------ Отрывок из источника ------

Dakh Daughters о деньгах на оружие, культурной дипломатии, феминизме и концертах для военных

Как участницы группы Dakh Daughters убеждают европейцев донатить на оружие? Какие изменения произошли в коллективе и что больше всего шокировало артисток во время концертов в Украине? Чем для них является феминизм и как работает настоящая культурная дипломатия?
Обо всем этом участницы группы Анна Никитина и Соломия Мельник рассказали ведущему hromadske Альберту Цукренко в новом выпуске «СучЦукрМуз».
О гендерных стереотипах и феминизме
Женский коллектив — это сложно. А разве с мужчинами легче? Да и вообще со всеми? Это все искусство — общаться, строить что-то, создавать. Но у нас есть Владислав Юрьевич Троицкий.
У нас когда-то был очень смешной случай. Мы выступали в Вене на Wiener Festwochen — одном из самых крутых театральных фестивалей. И после концерта у нас было обсуждение с публикой, так часто бывает. Там осталась куча разных людей и какие-то девочки, которые кричали «Dakh Daughters — феминистки», а потом спросили нас, феминистки ли мы на самом деле. И тут выползает Влад из-за кулис и говорит: «А можно я на этот вопрос отвечу?».
Вышел. Рассказал, что женщина — это так прекрасно, что женщина — символ жизни, и вот я вдохновляюсь ими, а они мной. Не знаем, зашло ли феминисткам, но они уже не кричали.
На тот момент мало кто из нас понимал, как отвечать на этот вопрос. Этот вопрос не простой. На самом деле лучшие женщины и феминистки, которых мы встречали, это те, что говорят: «Мы не феминистки».

------ Показанные записи ------

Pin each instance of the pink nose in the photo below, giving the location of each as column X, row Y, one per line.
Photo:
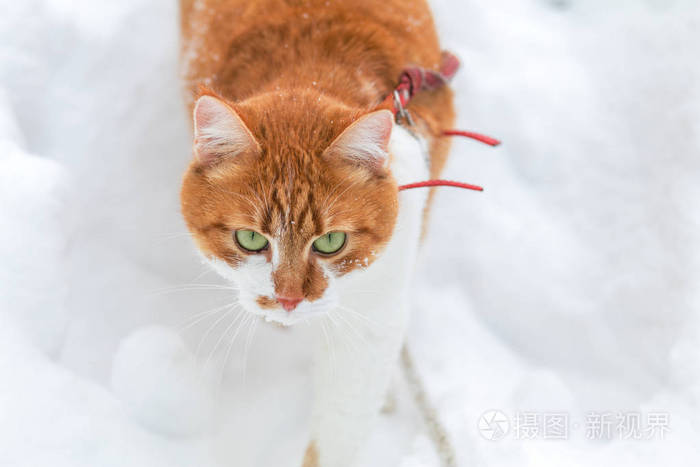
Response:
column 289, row 303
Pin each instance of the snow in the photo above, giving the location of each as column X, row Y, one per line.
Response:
column 570, row 285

------

*Цель*. Воспроизведите точно отрывок из интервью с Dakh Daughters, начиная со слов «Dakh Daughters о» и продолжая до слов «Владислав Юрьевич Троицкий.» включительно.

*Итоговый ответ*.
Dakh Daughters о деньгах на оружие, культурной дипломатии, феминизме и концертах для военных

Как участницы группы Dakh Daughters убеждают европейцев донатить на оружие? Какие изменения произошли в коллективе и что больше всего шокировало артисток во время концертов в Украине? Чем для них является феминизм и как работает настоящая культурная дипломатия?
Обо всем этом участницы группы Анна Никитина и Соломия Мельник рассказали ведущему hromadske Альберту Цукренко в новом выпуске «СучЦукрМуз».
О гендерных стереотипах и феминизме
Женский коллектив — это сложно. А разве с мужчинами легче? Да и вообще со всеми? Это все искусство — общаться, строить что-то, создавать. Но у нас есть Владислав Юрьевич Троицкий.